## Objective
Copy each of the records below word for word, with nothing changed.
## START Available records
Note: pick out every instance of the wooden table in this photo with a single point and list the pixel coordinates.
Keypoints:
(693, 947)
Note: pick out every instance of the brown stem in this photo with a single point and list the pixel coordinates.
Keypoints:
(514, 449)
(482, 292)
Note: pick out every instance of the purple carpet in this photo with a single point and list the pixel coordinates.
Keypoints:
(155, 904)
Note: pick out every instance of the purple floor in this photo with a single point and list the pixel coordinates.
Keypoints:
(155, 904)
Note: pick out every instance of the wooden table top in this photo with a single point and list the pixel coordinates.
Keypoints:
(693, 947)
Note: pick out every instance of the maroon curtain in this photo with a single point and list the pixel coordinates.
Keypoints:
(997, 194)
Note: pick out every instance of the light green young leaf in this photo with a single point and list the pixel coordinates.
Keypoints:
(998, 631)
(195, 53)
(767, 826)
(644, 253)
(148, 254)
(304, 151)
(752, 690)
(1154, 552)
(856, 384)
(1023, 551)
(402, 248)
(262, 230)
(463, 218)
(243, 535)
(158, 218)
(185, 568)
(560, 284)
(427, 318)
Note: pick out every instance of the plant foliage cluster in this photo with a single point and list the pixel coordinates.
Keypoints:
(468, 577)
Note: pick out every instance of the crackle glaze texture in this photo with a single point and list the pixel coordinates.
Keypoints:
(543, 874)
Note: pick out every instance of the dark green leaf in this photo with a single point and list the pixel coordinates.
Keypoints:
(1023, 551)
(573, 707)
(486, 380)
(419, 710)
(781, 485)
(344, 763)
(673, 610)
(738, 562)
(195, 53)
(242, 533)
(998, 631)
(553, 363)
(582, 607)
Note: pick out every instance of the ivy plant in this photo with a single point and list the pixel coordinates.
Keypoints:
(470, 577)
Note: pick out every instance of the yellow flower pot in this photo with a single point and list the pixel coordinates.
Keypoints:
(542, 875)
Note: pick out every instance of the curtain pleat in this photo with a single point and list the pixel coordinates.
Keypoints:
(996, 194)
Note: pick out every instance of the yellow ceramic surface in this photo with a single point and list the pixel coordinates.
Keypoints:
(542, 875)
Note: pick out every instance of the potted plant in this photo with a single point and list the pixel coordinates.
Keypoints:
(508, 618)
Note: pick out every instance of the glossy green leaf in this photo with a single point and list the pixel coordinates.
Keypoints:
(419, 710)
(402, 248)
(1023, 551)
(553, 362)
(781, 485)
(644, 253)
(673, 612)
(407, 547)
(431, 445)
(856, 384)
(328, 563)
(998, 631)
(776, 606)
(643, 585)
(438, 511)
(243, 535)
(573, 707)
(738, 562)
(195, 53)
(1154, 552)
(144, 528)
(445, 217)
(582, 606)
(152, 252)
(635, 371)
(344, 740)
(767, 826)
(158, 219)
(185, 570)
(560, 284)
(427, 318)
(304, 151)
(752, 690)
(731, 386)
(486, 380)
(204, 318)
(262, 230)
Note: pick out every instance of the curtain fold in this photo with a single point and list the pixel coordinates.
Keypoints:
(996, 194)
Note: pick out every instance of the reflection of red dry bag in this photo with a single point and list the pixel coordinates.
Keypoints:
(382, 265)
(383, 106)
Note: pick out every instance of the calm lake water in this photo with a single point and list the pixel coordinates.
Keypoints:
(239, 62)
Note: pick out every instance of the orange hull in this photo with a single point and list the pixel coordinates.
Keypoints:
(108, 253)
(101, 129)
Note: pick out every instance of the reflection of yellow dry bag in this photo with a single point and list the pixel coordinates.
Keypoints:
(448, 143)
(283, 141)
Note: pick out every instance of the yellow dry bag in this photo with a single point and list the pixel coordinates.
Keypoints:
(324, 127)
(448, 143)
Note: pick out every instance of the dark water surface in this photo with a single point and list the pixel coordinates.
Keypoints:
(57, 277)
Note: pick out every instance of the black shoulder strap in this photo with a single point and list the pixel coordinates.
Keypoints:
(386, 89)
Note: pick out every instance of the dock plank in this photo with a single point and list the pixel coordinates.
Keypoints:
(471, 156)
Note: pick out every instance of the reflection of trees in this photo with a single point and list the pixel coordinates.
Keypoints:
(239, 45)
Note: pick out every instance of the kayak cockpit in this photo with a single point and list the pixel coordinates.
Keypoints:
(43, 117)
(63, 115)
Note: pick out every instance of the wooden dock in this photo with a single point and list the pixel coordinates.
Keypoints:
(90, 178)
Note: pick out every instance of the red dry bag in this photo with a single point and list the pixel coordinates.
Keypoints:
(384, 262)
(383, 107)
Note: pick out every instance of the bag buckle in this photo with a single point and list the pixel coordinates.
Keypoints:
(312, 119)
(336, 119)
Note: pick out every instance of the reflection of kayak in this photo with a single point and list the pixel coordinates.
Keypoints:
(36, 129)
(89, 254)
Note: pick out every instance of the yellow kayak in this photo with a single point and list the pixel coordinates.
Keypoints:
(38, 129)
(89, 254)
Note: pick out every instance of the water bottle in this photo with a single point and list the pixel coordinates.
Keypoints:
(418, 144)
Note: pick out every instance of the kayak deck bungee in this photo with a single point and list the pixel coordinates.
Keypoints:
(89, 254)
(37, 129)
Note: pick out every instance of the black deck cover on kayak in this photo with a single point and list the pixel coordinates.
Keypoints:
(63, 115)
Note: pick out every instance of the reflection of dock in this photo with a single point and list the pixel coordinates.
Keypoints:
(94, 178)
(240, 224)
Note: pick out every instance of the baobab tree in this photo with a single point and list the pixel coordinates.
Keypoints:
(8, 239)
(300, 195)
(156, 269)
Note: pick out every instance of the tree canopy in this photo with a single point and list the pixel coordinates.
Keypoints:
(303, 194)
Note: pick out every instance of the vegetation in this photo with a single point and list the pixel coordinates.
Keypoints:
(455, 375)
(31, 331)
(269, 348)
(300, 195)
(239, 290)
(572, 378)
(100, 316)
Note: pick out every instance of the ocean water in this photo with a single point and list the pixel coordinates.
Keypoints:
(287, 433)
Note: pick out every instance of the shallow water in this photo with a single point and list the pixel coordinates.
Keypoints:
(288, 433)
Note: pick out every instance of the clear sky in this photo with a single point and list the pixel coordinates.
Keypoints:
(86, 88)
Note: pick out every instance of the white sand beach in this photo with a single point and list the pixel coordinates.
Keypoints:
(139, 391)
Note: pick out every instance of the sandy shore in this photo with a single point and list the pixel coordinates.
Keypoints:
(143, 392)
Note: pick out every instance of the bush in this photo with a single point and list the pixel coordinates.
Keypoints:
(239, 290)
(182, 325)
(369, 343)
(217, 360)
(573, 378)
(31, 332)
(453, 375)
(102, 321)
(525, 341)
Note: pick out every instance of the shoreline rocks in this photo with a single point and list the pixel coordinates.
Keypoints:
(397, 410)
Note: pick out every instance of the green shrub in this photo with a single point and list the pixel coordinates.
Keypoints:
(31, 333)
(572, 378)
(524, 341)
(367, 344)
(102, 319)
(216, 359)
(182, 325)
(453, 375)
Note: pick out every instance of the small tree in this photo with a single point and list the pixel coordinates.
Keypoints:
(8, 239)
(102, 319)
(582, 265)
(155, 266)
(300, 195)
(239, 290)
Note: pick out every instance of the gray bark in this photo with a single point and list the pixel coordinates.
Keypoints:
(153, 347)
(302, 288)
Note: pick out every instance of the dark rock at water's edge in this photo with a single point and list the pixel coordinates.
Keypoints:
## END Available records
## Response
Note: pick out every instance of the wooden table in this photo with a single point and list the pixel coordinates.
Keypoints:
(693, 947)
Note: pick out every instance of the brown stem in this photo with a single point and list the pixel coordinates.
Keypoints:
(514, 449)
(482, 292)
Note: pick out every instance of the purple carpet in this photo with a single point and list the pixel coordinates.
Keypoints:
(155, 904)
Note: pick out every instance of the purple floor in this photo with a single point and list the pixel coordinates.
Keypoints:
(155, 904)
Note: pick out every instance of the wooden table top in this photo with a single point and list the pixel coordinates.
Keypoints:
(693, 947)
Note: pick out every instance of the maroon curtain in this photo with a single point and list the pixel coordinates.
Keypoints:
(997, 194)
Note: pick out every instance of the light green young leaf in this photo with a single point and list the pixel coordinates.
Keypoints:
(998, 631)
(195, 53)
(767, 826)
(644, 253)
(148, 254)
(304, 151)
(752, 690)
(1154, 552)
(856, 384)
(1023, 551)
(402, 248)
(262, 230)
(463, 218)
(243, 535)
(158, 218)
(185, 568)
(560, 284)
(427, 318)
Note: pick out every instance of the plant foliage cluster in this photo with a single point and list the pixel coordinates.
Keypoints:
(468, 577)
Note: pick out every instance of the crackle glaze texture in this photo with a single point and list the pixel coordinates.
Keypoints:
(543, 874)
Note: pick out every instance of the dark green leaf in this photo with a single point and list the pixel coordinates.
Keypoints:
(1023, 551)
(573, 707)
(486, 380)
(419, 710)
(781, 485)
(344, 763)
(673, 610)
(738, 562)
(195, 53)
(242, 533)
(998, 631)
(553, 363)
(582, 607)
Note: pick out every instance of the ivy plant in this photo with a single point and list the pixel coordinates.
Keypoints:
(470, 577)
Note: pick out every instance of the yellow flower pot in this photo with a single point and list the pixel coordinates.
Keypoints:
(542, 875)
Note: pick out every instance of the curtain pleat in this photo with a single point and list the pixel coordinates.
Keypoints:
(996, 194)
Note: pick out every instance of the yellow ceramic surface in this photo with a single point and list the pixel coordinates.
Keypoints:
(542, 875)
Note: pick out every instance of the potted plant in this photo with a single point and list the pixel coordinates.
Keypoints:
(508, 618)
Note: pick out every instance of the glossy green leaf in this photo with a single point and list the pixel coordinates.
Keypoints:
(419, 710)
(402, 248)
(1023, 551)
(553, 362)
(781, 485)
(644, 253)
(673, 612)
(407, 547)
(431, 445)
(856, 384)
(328, 563)
(998, 631)
(776, 606)
(643, 585)
(438, 511)
(243, 535)
(573, 707)
(738, 562)
(195, 53)
(1154, 552)
(144, 528)
(445, 217)
(582, 606)
(152, 252)
(635, 371)
(344, 740)
(767, 826)
(158, 219)
(185, 570)
(560, 284)
(427, 318)
(304, 151)
(752, 690)
(731, 386)
(486, 380)
(204, 318)
(262, 230)
Note: pick out every instance of the curtain fold in this photo with a single point and list the pixel coordinates.
Keypoints:
(996, 194)
Note: pick out every instance of the reflection of red dry bag in this photo with a single point and list the pixel coordinates.
Keypoints:
(382, 265)
(383, 106)
Note: pick out every instance of the calm lake water in this photo with a single point and list the pixel coordinates.
Keypoints:
(239, 62)
Note: pick out every instance of the orange hull in this photo with a single point and list the pixel coordinates.
Keypoints:
(108, 253)
(101, 129)
Note: pick out every instance of the reflection of yellow dry bag in this photo with a single point and list the pixel coordinates.
Keypoints:
(448, 143)
(283, 141)
Note: pick out every instance of the yellow dry bag in this photo with a single point and list the pixel coordinates.
Keypoints:
(324, 127)
(448, 143)
Note: pick out every instance of the dark water surface in this photo with a single point and list the pixel coordinates.
Keypoints:
(57, 277)
Note: pick out every instance of the black shoulder strap in this photo with a single point and list the pixel coordinates.
Keypoints:
(386, 89)
Note: pick out every instance of the dock plank in this photo with a single point and list the pixel coordinates.
Keypoints:
(471, 156)
Note: pick out every instance of the reflection of trees in this photo with a single point and list the pixel coordinates.
Keypoints:
(239, 45)
Note: pick out every instance of the kayak cockpit in this photo with a single point and list the pixel coordinates.
Keypoints:
(43, 117)
(63, 115)
Note: pick out every instance of the wooden dock in this photo with a single point and list the pixel coordinates.
Keypoints:
(90, 178)
Note: pick out every instance of the red dry bag in this photo with a single point and list the pixel coordinates.
Keypoints:
(384, 262)
(383, 107)
Note: pick out every instance of the bag buckle in this photo with a single point and list the pixel coordinates.
Keypoints:
(312, 119)
(336, 119)
Note: pick out every instance of the reflection of kayak in this photo with a single point and list the pixel coordinates.
Keypoints:
(36, 129)
(89, 254)
Note: pick out every instance of the yellow kayak in this photo with a single point and list the pixel coordinates.
Keypoints:
(38, 129)
(89, 254)
Note: pick out every instance of the water bottle in this photo with a single point and list the pixel coordinates.
Keypoints:
(418, 144)
Note: pick out every instance of the kayak deck bungee in this photo with a single point and list the pixel coordinates.
Keypoints:
(89, 254)
(37, 129)
Note: pick out every instance of the black deck cover on kayak in this photo with a single point and list the pixel coordinates.
Keypoints:
(63, 115)
Note: pick out every instance of the reflection of dock in this photo with a single point and list the pixel coordinates.
Keypoints:
(94, 178)
(240, 224)
Note: pick out every instance of the baobab tree in this photo with a single point and list the pixel coordinates.
Keypoints:
(8, 239)
(300, 195)
(156, 269)
Note: pick out every instance of the tree canopy in this photo with a single point and list the pixel coordinates.
Keypoints:
(303, 194)
Note: pick out every instance of the vegetation in this photo with a single point and list the pixel coordinates.
Keypoints:
(455, 375)
(31, 331)
(269, 348)
(300, 195)
(239, 290)
(572, 378)
(100, 316)
Note: pick out every instance of the ocean water in this photo with a single point and list the pixel coordinates.
Keypoints:
(287, 433)
Note: pick out every instance of the shallow water in this photo with a single point and list the pixel coordinates.
Keypoints:
(288, 433)
Note: pick out every instance of the clear sky in this photo with a single point and list the pixel coordinates.
Keypoints:
(86, 88)
Note: pick out every instance of the white sand beach in this photo with a single point and list the pixel coordinates.
Keypoints:
(139, 391)
Note: pick out every instance of the sandy shore in this photo with a single point and list the pixel coordinates.
Keypoints:
(143, 392)
Note: pick out every instance of the bush in this photo with a single point and list the pixel coordinates.
Keypoints:
(239, 290)
(182, 325)
(369, 343)
(217, 360)
(573, 378)
(31, 332)
(453, 375)
(102, 321)
(525, 341)
Note: pick out every instance of the shoreline rocks in this photo with a single point and list the pixel coordinates.
Keypoints:
(397, 410)
Note: pick out every instance of the green shrub in this photo with a single point and list the pixel coordinates.
Keypoints:
(31, 333)
(572, 378)
(524, 341)
(367, 344)
(102, 319)
(216, 359)
(182, 325)
(453, 375)
Note: pick out every instance of the small tree in this photo with a single point and list the pixel coordinates.
Keypoints:
(8, 239)
(102, 319)
(582, 265)
(155, 266)
(300, 195)
(239, 290)
Note: pick out every instance of the gray bark in this photo with a single point and list the pixel coordinates.
Keypoints:
(153, 347)
(302, 288)
Note: pick out every instance of the dark rock at water's edge in this photo with a single point and list the pixel coordinates.
Keypoints:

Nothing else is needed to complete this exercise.